- [EXERCISE DESCRIPTION] Render each line of the listing as an item in a numbered list, omitting any blank lines.

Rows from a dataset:
============================================================
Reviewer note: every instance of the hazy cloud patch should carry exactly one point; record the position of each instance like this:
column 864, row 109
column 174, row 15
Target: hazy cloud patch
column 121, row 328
============================================================
- [COMPLETE OUTPUT]
1. Reviewer note: every instance of the hazy cloud patch should carry exactly one point; record the position of each instance like this:
2. column 864, row 109
3. column 174, row 15
4. Target: hazy cloud patch
5. column 121, row 328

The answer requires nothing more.